* Supplied records *

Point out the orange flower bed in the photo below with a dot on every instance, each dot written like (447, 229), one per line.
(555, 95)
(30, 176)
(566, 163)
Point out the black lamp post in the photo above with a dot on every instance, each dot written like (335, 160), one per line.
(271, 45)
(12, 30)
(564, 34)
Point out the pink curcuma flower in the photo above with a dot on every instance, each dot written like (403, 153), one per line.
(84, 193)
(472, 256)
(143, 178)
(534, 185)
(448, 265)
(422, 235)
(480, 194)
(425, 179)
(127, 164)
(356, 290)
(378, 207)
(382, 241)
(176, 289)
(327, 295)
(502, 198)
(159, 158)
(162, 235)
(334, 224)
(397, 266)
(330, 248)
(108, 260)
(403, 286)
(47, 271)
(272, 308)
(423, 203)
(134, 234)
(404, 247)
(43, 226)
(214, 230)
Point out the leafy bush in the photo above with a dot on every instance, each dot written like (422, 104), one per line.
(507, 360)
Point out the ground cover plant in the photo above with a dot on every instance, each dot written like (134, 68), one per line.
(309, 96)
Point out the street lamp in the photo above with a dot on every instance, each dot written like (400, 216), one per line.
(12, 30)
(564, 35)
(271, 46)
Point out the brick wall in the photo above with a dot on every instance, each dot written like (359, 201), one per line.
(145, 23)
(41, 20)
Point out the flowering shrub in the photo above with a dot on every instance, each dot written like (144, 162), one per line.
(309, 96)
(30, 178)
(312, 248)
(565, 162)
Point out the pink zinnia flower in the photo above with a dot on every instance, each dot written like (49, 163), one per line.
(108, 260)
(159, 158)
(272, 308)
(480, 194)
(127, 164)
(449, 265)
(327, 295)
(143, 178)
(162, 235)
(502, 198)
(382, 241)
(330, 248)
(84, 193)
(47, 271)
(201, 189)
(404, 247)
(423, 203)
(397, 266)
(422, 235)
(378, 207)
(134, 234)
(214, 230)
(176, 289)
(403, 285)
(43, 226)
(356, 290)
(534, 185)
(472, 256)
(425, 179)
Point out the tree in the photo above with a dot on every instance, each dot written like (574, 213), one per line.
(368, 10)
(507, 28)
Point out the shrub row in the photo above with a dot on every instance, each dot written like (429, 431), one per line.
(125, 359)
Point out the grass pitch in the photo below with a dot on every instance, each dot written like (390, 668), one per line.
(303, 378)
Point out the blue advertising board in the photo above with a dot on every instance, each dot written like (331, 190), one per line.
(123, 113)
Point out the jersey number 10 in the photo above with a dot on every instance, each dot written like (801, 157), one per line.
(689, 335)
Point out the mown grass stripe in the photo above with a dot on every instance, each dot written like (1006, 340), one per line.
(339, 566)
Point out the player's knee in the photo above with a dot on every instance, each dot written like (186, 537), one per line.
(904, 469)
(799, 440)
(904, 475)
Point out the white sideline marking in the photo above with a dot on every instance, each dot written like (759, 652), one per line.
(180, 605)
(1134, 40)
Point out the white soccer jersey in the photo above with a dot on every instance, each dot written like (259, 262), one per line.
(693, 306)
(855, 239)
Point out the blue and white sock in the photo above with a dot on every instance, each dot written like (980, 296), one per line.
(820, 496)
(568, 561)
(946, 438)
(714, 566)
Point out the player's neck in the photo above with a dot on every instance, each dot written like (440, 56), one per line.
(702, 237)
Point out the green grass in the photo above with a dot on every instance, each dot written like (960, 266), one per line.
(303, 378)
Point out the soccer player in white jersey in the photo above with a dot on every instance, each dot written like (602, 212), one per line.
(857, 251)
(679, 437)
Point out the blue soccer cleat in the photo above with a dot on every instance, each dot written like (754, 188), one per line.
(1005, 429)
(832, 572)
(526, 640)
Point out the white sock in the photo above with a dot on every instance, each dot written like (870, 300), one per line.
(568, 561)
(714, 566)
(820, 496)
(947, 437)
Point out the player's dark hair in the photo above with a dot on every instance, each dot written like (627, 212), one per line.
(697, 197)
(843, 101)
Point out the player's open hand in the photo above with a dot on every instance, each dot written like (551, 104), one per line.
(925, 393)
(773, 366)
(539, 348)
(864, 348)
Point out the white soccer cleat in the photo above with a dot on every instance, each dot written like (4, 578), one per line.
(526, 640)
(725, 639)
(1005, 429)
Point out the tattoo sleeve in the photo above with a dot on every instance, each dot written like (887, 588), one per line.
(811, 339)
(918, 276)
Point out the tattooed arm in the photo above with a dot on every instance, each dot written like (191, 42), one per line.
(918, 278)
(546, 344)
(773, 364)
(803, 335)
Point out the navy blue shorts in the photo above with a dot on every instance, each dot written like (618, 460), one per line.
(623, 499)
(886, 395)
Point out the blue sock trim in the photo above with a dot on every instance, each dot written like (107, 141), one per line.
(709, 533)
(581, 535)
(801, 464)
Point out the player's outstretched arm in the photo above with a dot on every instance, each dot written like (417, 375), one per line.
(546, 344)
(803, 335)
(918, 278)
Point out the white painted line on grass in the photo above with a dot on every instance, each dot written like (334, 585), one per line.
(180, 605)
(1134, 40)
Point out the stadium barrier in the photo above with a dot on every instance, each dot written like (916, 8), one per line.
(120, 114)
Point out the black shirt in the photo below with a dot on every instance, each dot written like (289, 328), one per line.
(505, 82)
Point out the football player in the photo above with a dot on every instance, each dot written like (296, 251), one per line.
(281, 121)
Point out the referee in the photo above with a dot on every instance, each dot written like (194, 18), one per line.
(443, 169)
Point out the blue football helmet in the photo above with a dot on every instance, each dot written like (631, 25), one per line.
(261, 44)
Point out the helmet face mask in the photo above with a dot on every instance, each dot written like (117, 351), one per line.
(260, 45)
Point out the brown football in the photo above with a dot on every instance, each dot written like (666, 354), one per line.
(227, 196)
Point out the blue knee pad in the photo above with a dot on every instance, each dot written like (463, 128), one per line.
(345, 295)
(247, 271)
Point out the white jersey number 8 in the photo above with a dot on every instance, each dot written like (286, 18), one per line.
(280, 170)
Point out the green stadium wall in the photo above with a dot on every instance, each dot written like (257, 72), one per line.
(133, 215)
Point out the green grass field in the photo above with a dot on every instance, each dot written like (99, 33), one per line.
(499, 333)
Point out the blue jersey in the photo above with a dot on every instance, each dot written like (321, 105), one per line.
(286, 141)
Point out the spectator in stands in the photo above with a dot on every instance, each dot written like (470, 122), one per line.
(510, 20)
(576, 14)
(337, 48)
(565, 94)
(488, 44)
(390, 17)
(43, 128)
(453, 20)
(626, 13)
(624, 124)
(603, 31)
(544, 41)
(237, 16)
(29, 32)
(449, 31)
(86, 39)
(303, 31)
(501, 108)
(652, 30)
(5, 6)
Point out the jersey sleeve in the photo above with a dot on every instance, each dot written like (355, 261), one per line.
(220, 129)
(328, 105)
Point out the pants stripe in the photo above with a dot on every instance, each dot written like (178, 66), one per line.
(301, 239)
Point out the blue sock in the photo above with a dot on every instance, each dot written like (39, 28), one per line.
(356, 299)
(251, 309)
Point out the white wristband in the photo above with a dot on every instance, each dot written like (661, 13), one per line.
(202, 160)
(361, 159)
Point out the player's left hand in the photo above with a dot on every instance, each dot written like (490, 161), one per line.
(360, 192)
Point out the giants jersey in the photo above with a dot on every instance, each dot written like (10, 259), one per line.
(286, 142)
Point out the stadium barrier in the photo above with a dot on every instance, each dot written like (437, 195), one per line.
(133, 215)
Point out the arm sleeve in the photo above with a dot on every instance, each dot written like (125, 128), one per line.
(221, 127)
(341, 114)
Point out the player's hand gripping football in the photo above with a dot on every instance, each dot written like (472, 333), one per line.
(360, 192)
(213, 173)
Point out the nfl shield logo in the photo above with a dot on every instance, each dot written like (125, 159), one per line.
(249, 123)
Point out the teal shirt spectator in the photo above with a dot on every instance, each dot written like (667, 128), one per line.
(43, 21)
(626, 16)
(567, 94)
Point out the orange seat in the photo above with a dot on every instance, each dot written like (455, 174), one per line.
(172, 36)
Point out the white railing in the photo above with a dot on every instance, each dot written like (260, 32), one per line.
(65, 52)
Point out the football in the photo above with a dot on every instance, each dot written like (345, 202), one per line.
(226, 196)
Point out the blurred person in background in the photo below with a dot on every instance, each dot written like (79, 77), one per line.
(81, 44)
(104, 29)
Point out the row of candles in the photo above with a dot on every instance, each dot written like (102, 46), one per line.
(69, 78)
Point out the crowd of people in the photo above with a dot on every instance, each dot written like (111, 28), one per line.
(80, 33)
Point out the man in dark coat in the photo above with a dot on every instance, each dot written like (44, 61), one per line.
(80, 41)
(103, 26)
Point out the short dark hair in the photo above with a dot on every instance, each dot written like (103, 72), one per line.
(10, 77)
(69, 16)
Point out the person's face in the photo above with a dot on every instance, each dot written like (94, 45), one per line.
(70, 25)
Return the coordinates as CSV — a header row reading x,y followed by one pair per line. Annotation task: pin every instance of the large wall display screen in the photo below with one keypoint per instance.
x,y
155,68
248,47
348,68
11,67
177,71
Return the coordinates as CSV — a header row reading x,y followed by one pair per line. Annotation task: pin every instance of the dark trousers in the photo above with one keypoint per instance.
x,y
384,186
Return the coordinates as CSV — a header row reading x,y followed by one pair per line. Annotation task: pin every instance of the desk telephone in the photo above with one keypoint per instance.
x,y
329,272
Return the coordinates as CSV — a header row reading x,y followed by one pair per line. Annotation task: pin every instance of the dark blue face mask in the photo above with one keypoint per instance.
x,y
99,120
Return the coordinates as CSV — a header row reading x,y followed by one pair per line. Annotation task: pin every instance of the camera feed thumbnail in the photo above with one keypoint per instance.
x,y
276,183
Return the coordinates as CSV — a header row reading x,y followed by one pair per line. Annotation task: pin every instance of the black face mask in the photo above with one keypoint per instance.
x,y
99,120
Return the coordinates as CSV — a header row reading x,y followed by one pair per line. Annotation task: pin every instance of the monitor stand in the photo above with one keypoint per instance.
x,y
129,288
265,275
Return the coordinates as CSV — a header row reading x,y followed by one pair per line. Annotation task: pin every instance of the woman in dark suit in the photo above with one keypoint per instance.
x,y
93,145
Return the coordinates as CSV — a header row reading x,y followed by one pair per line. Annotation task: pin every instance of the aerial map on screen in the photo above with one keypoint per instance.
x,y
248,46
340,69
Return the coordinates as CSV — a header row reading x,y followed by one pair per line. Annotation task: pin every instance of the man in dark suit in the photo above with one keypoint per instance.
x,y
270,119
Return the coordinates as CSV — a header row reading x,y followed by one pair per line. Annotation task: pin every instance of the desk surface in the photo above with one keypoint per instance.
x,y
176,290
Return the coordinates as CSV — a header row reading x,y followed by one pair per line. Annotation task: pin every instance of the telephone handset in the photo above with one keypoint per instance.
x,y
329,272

* What is being asked *
Every line from the one containing "the desk surface" to the final line of the listing above should be set down exactly, with nothing added.

* Solution to this task *
Return the coordinates as CSV — a header row reading x,y followed by one pair per line. Annotation task: pin every instance of the desk surface in the photo above with one keypoint per instance.
x,y
176,290
Return the coordinates as CSV — a header row reading x,y followed by one pair per line. Annotation task: pin every instance of the telephone handset in the photo above with one keypoint per instance.
x,y
329,272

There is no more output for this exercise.